[Dataset excerpt]
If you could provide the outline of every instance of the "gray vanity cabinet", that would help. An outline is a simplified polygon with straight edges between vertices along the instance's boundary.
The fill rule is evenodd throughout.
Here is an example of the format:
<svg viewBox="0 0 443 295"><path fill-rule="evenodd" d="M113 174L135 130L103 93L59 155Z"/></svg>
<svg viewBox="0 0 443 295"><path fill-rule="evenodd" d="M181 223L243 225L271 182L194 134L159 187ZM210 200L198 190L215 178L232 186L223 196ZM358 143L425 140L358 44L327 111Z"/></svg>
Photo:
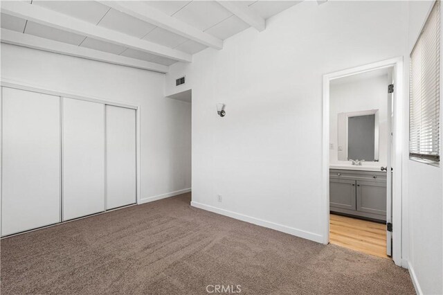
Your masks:
<svg viewBox="0 0 443 295"><path fill-rule="evenodd" d="M386 220L386 173L331 169L329 209L332 212Z"/></svg>
<svg viewBox="0 0 443 295"><path fill-rule="evenodd" d="M356 211L386 215L386 184L357 181Z"/></svg>
<svg viewBox="0 0 443 295"><path fill-rule="evenodd" d="M355 210L355 180L331 179L329 204L331 206Z"/></svg>

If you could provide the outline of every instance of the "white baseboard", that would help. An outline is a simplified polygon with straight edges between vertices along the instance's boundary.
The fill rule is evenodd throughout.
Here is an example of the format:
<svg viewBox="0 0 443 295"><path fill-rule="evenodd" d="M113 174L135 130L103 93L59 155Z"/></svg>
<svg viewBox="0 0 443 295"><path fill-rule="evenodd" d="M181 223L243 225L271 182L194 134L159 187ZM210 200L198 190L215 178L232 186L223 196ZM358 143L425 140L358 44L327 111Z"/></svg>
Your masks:
<svg viewBox="0 0 443 295"><path fill-rule="evenodd" d="M409 269L409 275L410 276L410 279L413 281L413 285L414 285L414 288L415 288L415 293L422 295L423 294L422 288L420 288L420 285L418 283L418 280L417 279L414 267L413 267L410 261L408 261L408 269Z"/></svg>
<svg viewBox="0 0 443 295"><path fill-rule="evenodd" d="M296 237L302 238L304 239L310 240L311 241L322 243L323 241L323 237L321 235L317 233L311 233L306 231L295 229L293 227L287 226L285 225L279 224L277 223L263 220L259 218L253 217L251 216L245 215L243 214L237 213L235 212L230 211L225 209L221 209L219 208L214 207L204 204L199 203L197 202L191 202L191 206L200 209L206 210L208 211L213 212L215 213L220 214L222 215L228 216L236 220L242 220L246 222L249 222L253 224L260 225L260 226L267 227L268 229L274 229L275 231L282 231L289 235L295 235Z"/></svg>
<svg viewBox="0 0 443 295"><path fill-rule="evenodd" d="M150 202L156 201L158 199L165 199L170 197L174 197L177 195L184 194L186 193L189 193L190 191L191 191L191 188L185 188L183 190L176 190L174 192L168 193L163 195L159 195L154 197L148 197L140 199L140 200L138 201L138 204L141 204L149 203Z"/></svg>

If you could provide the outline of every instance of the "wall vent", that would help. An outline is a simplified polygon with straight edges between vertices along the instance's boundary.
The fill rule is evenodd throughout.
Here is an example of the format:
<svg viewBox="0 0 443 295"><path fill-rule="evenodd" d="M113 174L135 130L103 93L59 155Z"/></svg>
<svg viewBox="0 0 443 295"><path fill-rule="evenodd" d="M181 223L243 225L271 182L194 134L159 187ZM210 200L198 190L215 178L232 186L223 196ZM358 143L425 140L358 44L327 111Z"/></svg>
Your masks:
<svg viewBox="0 0 443 295"><path fill-rule="evenodd" d="M175 80L175 86L181 85L185 84L185 77L181 77Z"/></svg>

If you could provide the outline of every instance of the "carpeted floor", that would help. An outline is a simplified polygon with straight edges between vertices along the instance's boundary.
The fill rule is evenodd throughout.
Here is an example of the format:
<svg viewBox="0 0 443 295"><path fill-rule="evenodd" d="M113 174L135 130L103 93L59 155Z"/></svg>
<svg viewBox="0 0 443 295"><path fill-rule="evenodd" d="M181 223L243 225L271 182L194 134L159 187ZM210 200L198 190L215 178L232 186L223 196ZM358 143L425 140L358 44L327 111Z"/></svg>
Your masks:
<svg viewBox="0 0 443 295"><path fill-rule="evenodd" d="M190 202L185 194L3 239L2 294L206 294L210 285L239 285L242 294L415 293L388 259Z"/></svg>

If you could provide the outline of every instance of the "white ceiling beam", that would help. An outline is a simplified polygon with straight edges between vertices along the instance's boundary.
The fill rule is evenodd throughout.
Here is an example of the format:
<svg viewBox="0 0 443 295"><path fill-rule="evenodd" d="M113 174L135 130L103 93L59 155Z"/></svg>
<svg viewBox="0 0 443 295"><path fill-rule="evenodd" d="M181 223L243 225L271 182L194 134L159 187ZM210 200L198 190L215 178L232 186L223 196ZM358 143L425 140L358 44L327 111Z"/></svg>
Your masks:
<svg viewBox="0 0 443 295"><path fill-rule="evenodd" d="M35 23L172 60L190 62L190 54L102 28L24 1L2 1L1 12Z"/></svg>
<svg viewBox="0 0 443 295"><path fill-rule="evenodd" d="M217 2L249 26L255 28L259 32L266 28L264 19L248 6L239 5L233 1L217 1Z"/></svg>
<svg viewBox="0 0 443 295"><path fill-rule="evenodd" d="M223 40L190 26L175 17L170 17L141 1L98 1L98 2L207 46L215 49L223 48Z"/></svg>
<svg viewBox="0 0 443 295"><path fill-rule="evenodd" d="M14 30L2 28L1 31L1 42L8 44L18 45L35 49L61 53L88 60L98 60L114 64L154 71L159 73L167 73L169 67L154 62L117 55L86 47L80 47L67 43L59 42L49 39L42 38L32 35L24 34Z"/></svg>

• **Goal of the exercise**
Can you put the material above into a Markdown table with the columns Row and Line, giving each line a row number and skipping blank lines? Leave the pictures out.

• **Response for this exercise**
| Row | Line |
|---|---|
| 1 | If you could provide the outline of every instance of the "gray vanity cabinet", that would help. An outline is a simplified polygon with straight edges between vertices along the instance's boundary. |
| 2 | The fill rule is evenodd throughout. |
| 3 | Here is an example of the format: |
| 4 | <svg viewBox="0 0 443 295"><path fill-rule="evenodd" d="M113 174L135 130L103 93L59 155Z"/></svg> |
| 5 | <svg viewBox="0 0 443 295"><path fill-rule="evenodd" d="M181 223L243 225L271 182L194 134L159 187ZM210 200L198 190L215 178L232 186L223 196ZM358 143L425 140L358 44L327 111Z"/></svg> |
| 6 | Photo: |
| 7 | Your masks: |
| 8 | <svg viewBox="0 0 443 295"><path fill-rule="evenodd" d="M386 220L386 173L331 169L329 209L332 212Z"/></svg> |
| 9 | <svg viewBox="0 0 443 295"><path fill-rule="evenodd" d="M356 211L386 215L386 184L357 181Z"/></svg> |
| 10 | <svg viewBox="0 0 443 295"><path fill-rule="evenodd" d="M355 210L355 180L331 179L329 204L331 206Z"/></svg> |
| 11 | If you could provide the outline of every instance of the "white baseboard", that would help. An outline is a simplified polygon with straight edges between vertices along the instance's boundary. |
| 12 | The fill rule is evenodd throughout. |
| 13 | Here is an example of the format: |
| 14 | <svg viewBox="0 0 443 295"><path fill-rule="evenodd" d="M113 174L135 130L103 93L59 155Z"/></svg> |
| 15 | <svg viewBox="0 0 443 295"><path fill-rule="evenodd" d="M181 223L243 225L271 182L194 134L159 187ZM210 200L198 190L215 178L232 186L223 196ZM358 143L425 140L358 44L327 111Z"/></svg> |
| 16 | Your masks: |
| 17 | <svg viewBox="0 0 443 295"><path fill-rule="evenodd" d="M409 269L409 275L410 276L410 279L413 281L413 285L414 285L414 288L415 288L415 293L422 295L423 294L422 288L420 288L420 285L418 283L418 280L417 279L414 267L413 267L410 261L408 261L408 269Z"/></svg> |
| 18 | <svg viewBox="0 0 443 295"><path fill-rule="evenodd" d="M296 237L302 238L304 239L310 240L311 241L322 243L323 241L323 237L321 235L317 233L311 233L306 231L295 229L293 227L287 226L285 225L279 224L277 223L263 220L259 218L253 217L251 216L245 215L243 214L237 213L235 212L230 211L225 209L221 209L219 208L214 207L204 204L199 203L197 202L191 202L191 206L200 209L206 210L208 211L213 212L215 213L220 214L222 215L228 216L236 220L242 220L246 222L249 222L253 224L260 225L260 226L267 227L268 229L274 229L275 231L282 231L289 235L295 235Z"/></svg> |
| 19 | <svg viewBox="0 0 443 295"><path fill-rule="evenodd" d="M150 202L156 201L158 199L165 199L170 197L174 197L177 195L184 194L186 193L189 193L190 191L191 191L191 188L185 188L183 190L176 190L174 192L168 193L163 195L159 195L154 197L148 197L140 199L140 200L138 201L138 204L141 204L149 203Z"/></svg> |
| 20 | If you could provide the outline of every instance of the "wall vent", that would help. An outline is a simplified polygon with straight edges between vertices along the instance's boundary. |
| 21 | The fill rule is evenodd throughout. |
| 22 | Here is an example of the format: |
| 23 | <svg viewBox="0 0 443 295"><path fill-rule="evenodd" d="M113 174L135 130L103 93L59 155Z"/></svg> |
| 24 | <svg viewBox="0 0 443 295"><path fill-rule="evenodd" d="M181 223L243 225L271 182L194 134L159 187ZM210 200L198 190L215 178L232 186L223 196ZM358 143L425 140L358 44L327 111Z"/></svg> |
| 25 | Your masks: |
| 26 | <svg viewBox="0 0 443 295"><path fill-rule="evenodd" d="M175 80L175 86L181 85L185 84L185 77L181 77Z"/></svg> |
| 27 | If you could provide the outline of every instance of the "carpeted floor", that would help. An outline is a simplified polygon with straight edges between vertices along the instance's boundary. |
| 28 | The fill rule is evenodd throughout. |
| 29 | Here is an example of the format: |
| 30 | <svg viewBox="0 0 443 295"><path fill-rule="evenodd" d="M113 174L135 130L103 93L59 155Z"/></svg> |
| 31 | <svg viewBox="0 0 443 295"><path fill-rule="evenodd" d="M181 223L243 225L271 182L194 134L159 187ZM210 200L198 190L215 178L232 186L223 196ZM358 143L425 140L358 44L327 111Z"/></svg> |
| 32 | Your masks: |
| 33 | <svg viewBox="0 0 443 295"><path fill-rule="evenodd" d="M190 202L185 194L3 239L2 294L206 294L210 285L239 285L242 294L415 293L388 259Z"/></svg> |
| 34 | If you could provide the outline of every instance of the "white ceiling beam", that would help. An outline is a simplified polygon with straight edges between vertices along the instance's boundary. |
| 35 | The fill rule is evenodd throughout. |
| 36 | Here is an example of the format: |
| 37 | <svg viewBox="0 0 443 295"><path fill-rule="evenodd" d="M113 174L135 130L103 93L59 155Z"/></svg> |
| 38 | <svg viewBox="0 0 443 295"><path fill-rule="evenodd" d="M181 223L243 225L271 182L194 134L159 187ZM210 200L198 190L215 178L232 186L223 196ZM358 143L425 140L358 44L327 111Z"/></svg> |
| 39 | Your masks: |
| 40 | <svg viewBox="0 0 443 295"><path fill-rule="evenodd" d="M35 23L172 60L190 62L190 54L102 28L24 1L2 1L1 12Z"/></svg> |
| 41 | <svg viewBox="0 0 443 295"><path fill-rule="evenodd" d="M217 2L249 26L255 28L259 32L266 28L264 19L248 6L239 5L233 1L217 1Z"/></svg> |
| 42 | <svg viewBox="0 0 443 295"><path fill-rule="evenodd" d="M223 40L190 26L175 17L170 17L141 1L98 1L98 2L207 46L215 49L223 48Z"/></svg> |
| 43 | <svg viewBox="0 0 443 295"><path fill-rule="evenodd" d="M14 30L2 28L1 31L1 42L8 44L18 45L35 49L61 53L88 60L98 60L114 64L154 71L159 73L167 73L169 67L154 62L117 55L86 47L80 47L67 43L59 42L49 39L42 38L32 35L24 34Z"/></svg> |